WORK TO BE COMPLETED:
Rewrite the records below as a numbered list with blank lines left out, covering only the span from the line containing "of the undergrowth" through the line containing "pixel 392 224", both included.
════
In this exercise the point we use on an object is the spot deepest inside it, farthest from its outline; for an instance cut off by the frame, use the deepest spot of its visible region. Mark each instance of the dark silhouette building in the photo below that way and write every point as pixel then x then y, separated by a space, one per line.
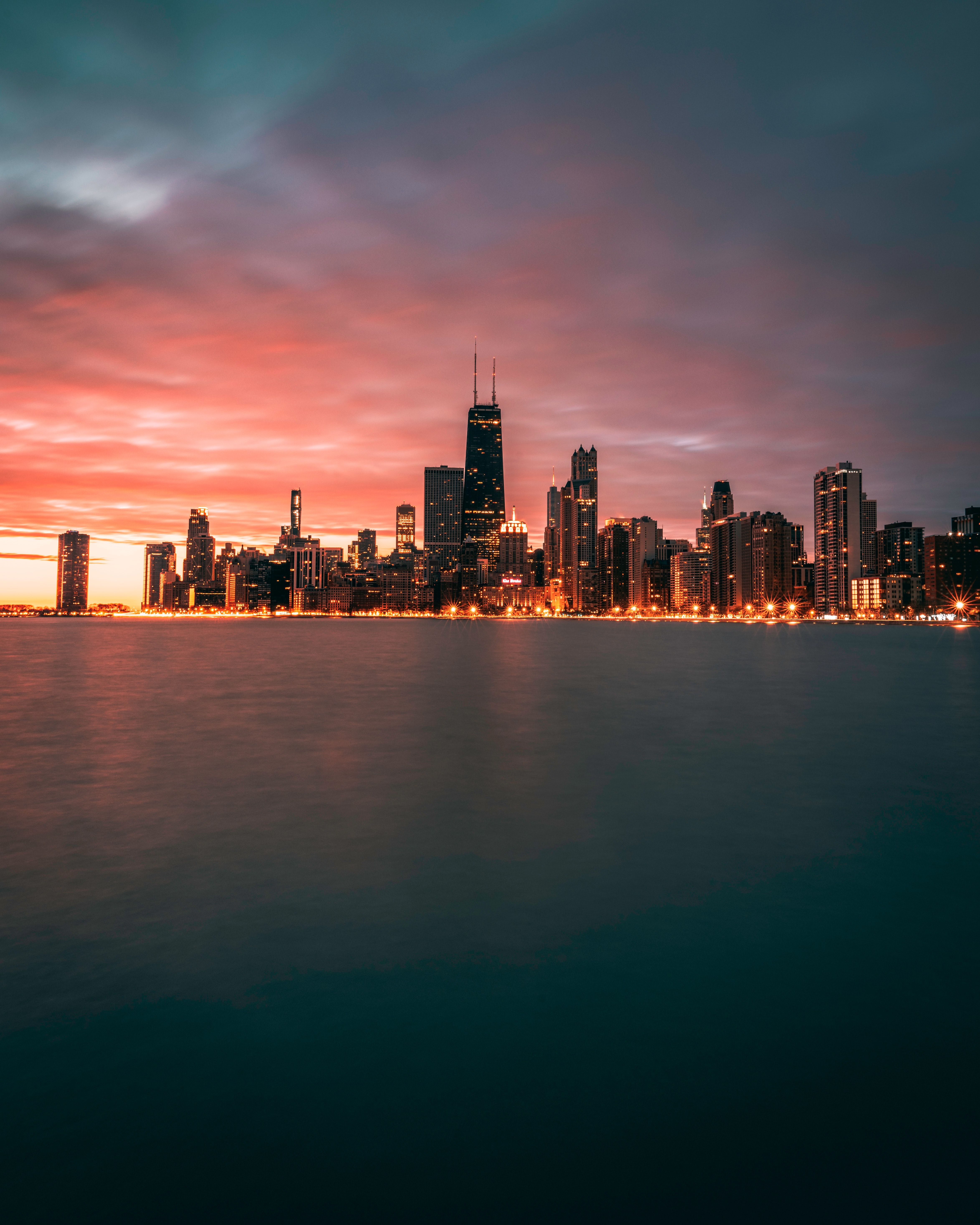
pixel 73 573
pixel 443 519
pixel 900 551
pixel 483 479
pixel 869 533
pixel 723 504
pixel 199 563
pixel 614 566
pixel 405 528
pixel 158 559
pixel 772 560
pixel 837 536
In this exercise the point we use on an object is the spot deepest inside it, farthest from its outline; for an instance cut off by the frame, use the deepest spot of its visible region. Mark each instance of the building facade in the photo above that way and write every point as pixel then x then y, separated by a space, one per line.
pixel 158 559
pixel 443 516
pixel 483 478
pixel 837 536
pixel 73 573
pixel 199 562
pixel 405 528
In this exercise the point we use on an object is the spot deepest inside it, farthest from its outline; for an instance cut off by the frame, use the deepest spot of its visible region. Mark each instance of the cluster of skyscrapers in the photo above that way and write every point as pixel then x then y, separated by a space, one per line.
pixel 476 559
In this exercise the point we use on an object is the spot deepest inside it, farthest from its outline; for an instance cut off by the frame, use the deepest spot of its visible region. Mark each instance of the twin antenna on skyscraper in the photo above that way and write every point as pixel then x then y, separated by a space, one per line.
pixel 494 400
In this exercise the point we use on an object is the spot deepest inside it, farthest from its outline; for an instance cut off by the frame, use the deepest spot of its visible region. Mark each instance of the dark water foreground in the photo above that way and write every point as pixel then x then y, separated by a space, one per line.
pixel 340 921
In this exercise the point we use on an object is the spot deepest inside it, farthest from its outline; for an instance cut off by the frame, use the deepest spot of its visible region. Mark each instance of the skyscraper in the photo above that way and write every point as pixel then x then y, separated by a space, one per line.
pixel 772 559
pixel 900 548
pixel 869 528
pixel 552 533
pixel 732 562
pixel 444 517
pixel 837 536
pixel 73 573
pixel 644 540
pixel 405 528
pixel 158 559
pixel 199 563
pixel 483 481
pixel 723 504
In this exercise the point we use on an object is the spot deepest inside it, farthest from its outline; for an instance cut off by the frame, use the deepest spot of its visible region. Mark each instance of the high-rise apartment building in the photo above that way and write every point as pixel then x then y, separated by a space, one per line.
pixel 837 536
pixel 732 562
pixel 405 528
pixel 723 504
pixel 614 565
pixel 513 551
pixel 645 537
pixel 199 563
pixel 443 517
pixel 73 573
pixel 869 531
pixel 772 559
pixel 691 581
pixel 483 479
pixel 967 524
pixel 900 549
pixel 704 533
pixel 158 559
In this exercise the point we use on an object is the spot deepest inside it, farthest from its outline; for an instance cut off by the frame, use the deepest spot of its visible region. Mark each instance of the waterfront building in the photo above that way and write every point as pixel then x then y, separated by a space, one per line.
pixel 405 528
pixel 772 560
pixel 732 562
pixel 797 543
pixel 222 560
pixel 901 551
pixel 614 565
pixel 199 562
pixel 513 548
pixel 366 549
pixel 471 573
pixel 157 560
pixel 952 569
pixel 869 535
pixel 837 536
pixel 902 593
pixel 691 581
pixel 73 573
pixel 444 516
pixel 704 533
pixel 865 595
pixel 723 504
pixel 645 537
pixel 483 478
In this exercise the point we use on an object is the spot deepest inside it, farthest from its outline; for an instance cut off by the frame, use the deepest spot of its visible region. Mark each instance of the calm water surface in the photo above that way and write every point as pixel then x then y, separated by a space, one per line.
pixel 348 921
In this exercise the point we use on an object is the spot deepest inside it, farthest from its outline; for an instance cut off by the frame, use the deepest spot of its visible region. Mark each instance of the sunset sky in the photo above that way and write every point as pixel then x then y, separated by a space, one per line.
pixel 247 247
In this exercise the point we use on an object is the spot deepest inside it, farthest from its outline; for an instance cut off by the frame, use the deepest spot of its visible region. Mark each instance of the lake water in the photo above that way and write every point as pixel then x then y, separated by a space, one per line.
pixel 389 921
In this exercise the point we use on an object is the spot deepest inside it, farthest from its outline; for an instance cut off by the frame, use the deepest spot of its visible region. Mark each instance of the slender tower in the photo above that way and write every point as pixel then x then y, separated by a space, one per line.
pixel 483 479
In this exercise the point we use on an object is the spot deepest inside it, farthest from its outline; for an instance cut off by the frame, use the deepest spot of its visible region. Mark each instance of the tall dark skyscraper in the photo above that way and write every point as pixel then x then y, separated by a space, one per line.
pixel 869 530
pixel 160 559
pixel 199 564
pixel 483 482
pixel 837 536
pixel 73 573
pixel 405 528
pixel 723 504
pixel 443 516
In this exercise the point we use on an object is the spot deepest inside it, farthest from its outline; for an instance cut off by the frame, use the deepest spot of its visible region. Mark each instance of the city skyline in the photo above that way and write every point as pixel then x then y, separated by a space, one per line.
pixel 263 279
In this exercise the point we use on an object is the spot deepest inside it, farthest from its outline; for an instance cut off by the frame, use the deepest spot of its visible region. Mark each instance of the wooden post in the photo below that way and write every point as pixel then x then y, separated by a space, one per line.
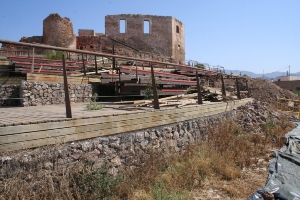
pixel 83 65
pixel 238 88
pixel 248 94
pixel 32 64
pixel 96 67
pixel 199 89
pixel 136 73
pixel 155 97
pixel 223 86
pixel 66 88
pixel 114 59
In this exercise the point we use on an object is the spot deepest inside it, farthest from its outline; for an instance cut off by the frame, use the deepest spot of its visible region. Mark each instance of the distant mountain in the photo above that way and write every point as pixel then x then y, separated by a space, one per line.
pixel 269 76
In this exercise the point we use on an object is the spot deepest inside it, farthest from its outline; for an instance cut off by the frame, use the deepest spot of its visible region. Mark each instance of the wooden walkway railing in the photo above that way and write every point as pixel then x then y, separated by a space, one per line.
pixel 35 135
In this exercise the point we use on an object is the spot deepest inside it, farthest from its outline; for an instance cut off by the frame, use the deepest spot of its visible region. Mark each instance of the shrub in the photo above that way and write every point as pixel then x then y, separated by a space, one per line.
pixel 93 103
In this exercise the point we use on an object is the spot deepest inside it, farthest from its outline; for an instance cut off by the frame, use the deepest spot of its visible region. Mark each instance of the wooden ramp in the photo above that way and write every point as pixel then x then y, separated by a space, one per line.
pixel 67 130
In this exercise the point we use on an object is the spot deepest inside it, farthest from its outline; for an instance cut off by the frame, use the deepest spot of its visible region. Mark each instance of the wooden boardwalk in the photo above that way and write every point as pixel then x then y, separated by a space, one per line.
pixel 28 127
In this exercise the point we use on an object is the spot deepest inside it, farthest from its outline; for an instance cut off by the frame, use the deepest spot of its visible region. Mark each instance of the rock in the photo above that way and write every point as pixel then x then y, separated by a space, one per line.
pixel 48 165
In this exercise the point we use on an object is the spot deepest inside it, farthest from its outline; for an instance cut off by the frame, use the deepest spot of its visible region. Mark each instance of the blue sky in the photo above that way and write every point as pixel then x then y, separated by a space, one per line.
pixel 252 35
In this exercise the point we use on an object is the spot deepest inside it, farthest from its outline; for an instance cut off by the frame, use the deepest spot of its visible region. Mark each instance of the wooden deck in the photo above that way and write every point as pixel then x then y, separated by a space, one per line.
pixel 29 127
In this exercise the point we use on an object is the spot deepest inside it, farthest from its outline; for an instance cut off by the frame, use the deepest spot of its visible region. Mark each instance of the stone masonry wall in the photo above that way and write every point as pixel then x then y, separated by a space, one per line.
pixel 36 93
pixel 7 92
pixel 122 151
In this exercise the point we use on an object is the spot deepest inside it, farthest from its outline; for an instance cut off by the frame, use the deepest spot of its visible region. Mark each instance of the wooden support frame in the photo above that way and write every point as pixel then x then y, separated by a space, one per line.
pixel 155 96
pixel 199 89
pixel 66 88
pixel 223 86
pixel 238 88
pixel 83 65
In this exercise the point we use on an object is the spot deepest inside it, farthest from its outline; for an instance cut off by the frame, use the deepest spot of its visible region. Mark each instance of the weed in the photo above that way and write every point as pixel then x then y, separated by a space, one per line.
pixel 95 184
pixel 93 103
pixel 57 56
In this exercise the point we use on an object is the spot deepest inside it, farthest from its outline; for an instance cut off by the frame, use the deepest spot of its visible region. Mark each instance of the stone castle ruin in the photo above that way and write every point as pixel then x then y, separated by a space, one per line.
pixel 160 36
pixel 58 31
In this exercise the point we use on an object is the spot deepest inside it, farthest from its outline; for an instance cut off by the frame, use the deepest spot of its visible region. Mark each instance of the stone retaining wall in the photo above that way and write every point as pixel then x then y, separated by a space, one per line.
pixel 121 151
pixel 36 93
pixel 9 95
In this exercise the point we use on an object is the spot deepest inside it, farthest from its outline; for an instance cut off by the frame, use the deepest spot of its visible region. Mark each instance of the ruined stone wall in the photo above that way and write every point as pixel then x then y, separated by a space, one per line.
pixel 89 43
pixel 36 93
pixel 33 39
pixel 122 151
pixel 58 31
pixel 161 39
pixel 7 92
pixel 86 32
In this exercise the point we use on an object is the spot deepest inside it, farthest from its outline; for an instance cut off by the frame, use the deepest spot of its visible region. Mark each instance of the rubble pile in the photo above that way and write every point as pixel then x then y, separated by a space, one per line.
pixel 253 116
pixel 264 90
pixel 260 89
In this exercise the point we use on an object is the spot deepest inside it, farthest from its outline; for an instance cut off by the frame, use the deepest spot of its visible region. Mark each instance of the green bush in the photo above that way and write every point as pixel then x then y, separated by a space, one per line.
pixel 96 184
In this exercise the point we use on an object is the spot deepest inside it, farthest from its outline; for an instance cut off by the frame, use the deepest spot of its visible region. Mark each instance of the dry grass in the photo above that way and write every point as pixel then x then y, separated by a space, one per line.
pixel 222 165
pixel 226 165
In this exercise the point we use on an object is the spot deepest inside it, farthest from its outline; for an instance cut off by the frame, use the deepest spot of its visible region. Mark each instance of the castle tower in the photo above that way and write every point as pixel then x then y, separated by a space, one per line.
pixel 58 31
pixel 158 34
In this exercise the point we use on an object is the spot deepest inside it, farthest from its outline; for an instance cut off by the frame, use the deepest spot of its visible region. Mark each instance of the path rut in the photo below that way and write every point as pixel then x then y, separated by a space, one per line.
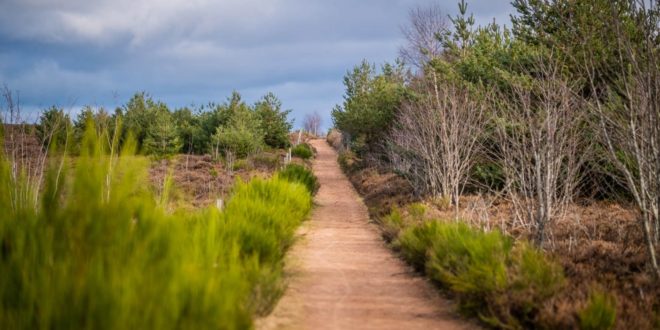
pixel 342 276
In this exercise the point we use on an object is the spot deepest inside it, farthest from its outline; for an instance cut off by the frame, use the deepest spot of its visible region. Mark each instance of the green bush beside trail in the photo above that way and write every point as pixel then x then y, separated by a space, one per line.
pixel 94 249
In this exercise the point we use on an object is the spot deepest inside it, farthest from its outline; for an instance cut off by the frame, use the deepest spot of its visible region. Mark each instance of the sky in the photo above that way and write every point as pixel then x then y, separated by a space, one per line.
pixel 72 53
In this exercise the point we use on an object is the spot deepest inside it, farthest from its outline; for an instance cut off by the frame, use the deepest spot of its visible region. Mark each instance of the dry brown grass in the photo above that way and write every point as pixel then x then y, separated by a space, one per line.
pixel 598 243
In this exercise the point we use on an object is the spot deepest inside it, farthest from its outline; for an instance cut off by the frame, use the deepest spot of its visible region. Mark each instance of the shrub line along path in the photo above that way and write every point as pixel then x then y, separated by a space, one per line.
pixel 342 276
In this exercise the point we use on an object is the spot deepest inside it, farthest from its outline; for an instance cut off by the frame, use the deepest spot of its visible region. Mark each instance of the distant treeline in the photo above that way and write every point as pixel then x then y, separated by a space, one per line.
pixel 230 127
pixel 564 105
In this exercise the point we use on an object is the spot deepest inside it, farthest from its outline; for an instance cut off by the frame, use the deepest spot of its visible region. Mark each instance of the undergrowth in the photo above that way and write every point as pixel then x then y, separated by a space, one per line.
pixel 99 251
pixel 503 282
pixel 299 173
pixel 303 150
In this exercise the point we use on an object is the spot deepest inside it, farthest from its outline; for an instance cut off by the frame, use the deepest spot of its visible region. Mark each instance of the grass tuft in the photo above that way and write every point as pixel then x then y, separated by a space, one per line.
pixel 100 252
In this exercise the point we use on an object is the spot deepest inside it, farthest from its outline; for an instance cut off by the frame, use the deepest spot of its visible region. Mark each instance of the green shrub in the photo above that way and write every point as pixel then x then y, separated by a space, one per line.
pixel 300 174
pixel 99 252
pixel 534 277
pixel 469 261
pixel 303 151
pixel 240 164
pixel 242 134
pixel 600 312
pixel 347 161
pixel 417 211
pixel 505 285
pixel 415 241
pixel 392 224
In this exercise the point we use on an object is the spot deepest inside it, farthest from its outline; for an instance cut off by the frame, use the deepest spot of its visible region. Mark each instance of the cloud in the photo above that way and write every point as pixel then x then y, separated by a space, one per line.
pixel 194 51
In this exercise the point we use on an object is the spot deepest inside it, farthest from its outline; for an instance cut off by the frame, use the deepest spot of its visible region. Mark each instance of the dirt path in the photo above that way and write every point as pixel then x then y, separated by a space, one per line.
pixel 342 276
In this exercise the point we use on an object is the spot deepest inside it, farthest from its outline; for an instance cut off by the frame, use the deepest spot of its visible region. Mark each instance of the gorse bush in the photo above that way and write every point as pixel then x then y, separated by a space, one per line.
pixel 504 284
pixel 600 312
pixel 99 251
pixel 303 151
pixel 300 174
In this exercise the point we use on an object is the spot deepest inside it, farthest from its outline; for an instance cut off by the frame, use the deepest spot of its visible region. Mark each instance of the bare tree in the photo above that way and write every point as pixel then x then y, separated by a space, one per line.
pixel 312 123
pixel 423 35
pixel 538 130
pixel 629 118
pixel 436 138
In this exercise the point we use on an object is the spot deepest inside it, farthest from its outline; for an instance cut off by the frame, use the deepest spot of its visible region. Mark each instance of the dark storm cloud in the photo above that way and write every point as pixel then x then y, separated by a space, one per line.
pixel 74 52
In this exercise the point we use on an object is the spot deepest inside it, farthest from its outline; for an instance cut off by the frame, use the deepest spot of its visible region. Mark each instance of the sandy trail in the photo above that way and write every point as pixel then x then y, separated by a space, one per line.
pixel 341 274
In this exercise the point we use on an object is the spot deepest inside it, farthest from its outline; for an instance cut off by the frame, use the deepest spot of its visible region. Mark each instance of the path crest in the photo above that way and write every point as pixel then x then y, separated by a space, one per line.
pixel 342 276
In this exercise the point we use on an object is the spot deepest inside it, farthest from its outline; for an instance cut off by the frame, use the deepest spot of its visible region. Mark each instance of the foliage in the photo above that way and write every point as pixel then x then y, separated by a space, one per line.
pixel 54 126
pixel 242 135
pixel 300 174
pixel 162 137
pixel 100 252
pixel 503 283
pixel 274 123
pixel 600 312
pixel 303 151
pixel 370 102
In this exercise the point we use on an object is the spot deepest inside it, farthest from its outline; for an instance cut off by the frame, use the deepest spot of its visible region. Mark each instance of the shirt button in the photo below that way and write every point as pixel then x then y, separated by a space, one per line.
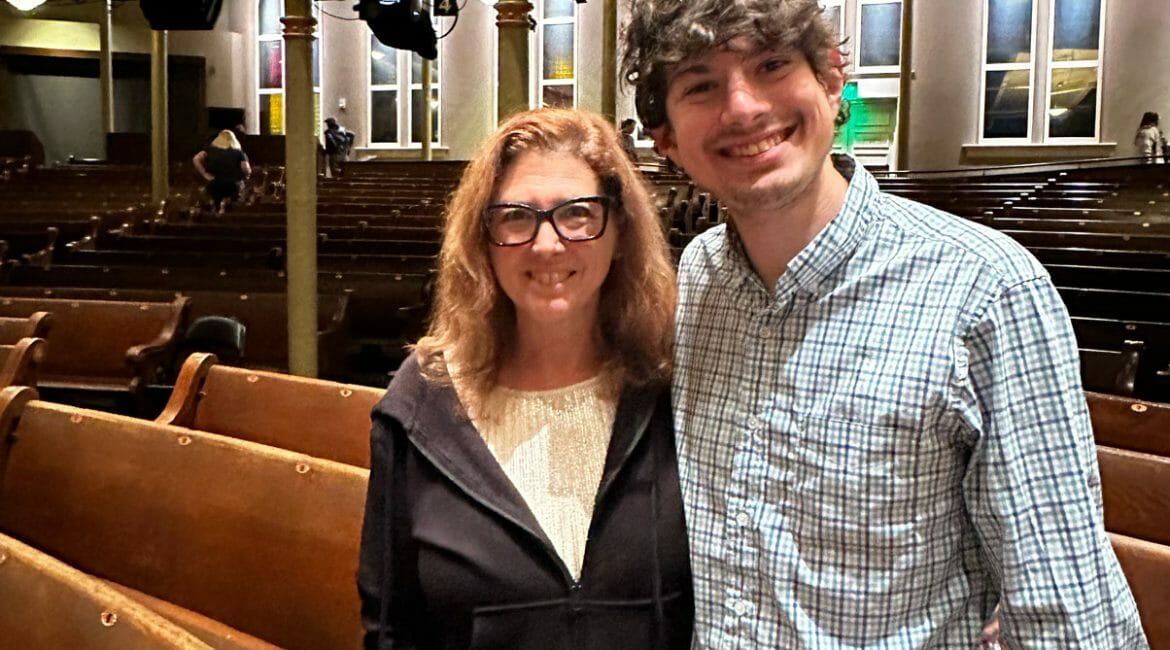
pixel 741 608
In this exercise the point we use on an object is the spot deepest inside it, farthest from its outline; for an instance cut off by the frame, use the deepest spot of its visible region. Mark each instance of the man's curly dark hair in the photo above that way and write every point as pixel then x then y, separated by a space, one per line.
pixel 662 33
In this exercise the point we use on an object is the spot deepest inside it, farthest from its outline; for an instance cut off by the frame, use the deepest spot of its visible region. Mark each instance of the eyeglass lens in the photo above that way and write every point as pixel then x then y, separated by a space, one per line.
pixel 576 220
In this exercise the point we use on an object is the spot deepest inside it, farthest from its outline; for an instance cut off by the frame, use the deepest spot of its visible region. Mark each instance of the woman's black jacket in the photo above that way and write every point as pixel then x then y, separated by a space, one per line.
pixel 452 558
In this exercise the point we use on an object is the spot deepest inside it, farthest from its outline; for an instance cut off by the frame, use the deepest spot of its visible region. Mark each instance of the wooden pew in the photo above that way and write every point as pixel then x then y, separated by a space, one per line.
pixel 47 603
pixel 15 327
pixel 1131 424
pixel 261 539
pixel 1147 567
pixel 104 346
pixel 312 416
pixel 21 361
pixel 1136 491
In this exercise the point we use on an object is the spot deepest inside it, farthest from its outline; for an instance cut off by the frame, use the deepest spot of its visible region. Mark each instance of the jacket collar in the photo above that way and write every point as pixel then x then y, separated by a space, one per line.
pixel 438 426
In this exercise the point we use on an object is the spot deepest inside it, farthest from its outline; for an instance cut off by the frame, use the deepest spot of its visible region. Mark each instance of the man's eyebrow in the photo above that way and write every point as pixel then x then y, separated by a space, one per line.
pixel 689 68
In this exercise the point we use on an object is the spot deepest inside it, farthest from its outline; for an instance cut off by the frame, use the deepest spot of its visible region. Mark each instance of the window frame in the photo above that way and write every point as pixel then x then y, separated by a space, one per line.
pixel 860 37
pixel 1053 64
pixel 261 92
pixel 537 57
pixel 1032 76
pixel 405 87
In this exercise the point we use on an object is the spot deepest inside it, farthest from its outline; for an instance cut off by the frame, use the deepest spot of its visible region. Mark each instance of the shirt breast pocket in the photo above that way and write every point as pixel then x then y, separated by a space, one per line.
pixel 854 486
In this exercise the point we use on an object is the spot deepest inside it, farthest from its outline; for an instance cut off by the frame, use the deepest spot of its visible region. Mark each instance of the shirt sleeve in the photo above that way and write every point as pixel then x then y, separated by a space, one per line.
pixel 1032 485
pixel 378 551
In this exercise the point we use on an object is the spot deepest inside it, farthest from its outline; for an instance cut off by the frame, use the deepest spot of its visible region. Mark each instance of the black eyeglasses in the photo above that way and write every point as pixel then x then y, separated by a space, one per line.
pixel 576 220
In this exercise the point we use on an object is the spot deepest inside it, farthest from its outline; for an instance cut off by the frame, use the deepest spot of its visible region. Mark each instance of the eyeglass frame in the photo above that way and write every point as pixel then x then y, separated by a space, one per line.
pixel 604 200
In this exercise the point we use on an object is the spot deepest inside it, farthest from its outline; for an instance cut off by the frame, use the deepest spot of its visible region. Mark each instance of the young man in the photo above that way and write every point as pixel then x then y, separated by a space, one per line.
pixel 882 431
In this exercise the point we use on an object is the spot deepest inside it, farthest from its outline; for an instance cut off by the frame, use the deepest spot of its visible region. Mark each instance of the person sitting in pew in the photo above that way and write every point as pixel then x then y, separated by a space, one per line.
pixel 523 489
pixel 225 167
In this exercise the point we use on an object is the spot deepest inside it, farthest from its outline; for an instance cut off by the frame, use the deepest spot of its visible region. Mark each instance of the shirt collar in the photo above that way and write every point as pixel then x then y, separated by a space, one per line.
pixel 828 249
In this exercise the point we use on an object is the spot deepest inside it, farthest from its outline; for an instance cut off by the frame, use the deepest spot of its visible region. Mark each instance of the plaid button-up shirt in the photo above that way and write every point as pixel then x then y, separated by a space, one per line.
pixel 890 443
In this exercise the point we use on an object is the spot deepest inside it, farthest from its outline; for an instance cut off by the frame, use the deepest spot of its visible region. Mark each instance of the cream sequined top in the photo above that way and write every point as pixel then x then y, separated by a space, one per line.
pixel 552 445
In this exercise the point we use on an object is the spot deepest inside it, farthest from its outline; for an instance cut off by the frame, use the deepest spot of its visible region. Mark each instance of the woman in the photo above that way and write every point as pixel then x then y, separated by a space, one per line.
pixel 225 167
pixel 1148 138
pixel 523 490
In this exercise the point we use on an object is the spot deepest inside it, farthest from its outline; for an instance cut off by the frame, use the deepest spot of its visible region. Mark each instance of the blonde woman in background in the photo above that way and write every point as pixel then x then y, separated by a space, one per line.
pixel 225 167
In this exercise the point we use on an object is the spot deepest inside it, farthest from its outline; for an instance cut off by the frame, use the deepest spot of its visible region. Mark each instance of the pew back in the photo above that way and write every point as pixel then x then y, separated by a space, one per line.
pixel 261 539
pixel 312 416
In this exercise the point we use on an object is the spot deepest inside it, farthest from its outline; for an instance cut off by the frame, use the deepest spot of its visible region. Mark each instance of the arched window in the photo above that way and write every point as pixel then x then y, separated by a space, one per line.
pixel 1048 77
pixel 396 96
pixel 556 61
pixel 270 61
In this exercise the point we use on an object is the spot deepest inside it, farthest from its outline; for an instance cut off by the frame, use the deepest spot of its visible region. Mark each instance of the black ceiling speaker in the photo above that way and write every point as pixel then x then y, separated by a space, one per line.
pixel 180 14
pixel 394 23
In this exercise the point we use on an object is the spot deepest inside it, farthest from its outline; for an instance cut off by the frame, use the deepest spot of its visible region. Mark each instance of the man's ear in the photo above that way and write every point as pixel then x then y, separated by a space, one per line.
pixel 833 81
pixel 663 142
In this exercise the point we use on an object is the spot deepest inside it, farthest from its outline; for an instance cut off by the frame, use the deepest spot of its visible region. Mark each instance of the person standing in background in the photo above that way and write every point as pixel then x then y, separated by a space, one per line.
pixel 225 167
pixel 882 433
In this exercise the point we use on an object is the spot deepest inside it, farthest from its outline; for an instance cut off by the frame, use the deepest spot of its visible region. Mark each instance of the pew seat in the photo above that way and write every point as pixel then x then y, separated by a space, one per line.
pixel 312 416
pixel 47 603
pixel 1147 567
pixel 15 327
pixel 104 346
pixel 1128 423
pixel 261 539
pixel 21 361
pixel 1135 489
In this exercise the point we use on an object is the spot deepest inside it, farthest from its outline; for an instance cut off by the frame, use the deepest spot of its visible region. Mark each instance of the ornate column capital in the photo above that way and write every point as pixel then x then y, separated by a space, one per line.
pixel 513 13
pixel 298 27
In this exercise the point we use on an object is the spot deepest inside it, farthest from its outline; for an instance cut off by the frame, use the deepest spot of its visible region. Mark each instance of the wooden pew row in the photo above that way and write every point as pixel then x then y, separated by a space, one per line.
════
TASK RESULT:
1. In this exercise the point we use on an object is the spot deepest inside it, farthest from its outline; for an instance cut off by the frame, use the deepest spot of its visible region. Mark each instance of the undergrowth in the photo above that way and write every point as pixel then x then y, separated by a space, one per line.
2. pixel 99 251
3. pixel 503 282
4. pixel 299 173
5. pixel 303 150
6. In this exercise the point we use on an object is the spot deepest inside it, farthest from its outline; for an instance cut off by the frame, use the deepest spot of its visible region. Mark each instance of the grass tuft in the photo above that way and write every point as pixel then x then y, separated by a space, one per line.
7. pixel 100 252
8. In this exercise the point we use on an object is the spot deepest inside it, farthest from its outline; for an instance cut off by the frame, use the deepest spot of its visible region. Mark each instance of the green shrub in the photo above that way and write every point as pixel then x then y, separated by a space, one per line.
9. pixel 300 174
10. pixel 99 252
11. pixel 534 277
12. pixel 469 261
13. pixel 303 151
14. pixel 240 164
15. pixel 242 134
16. pixel 600 312
17. pixel 347 161
18. pixel 417 211
19. pixel 505 285
20. pixel 415 241
21. pixel 392 224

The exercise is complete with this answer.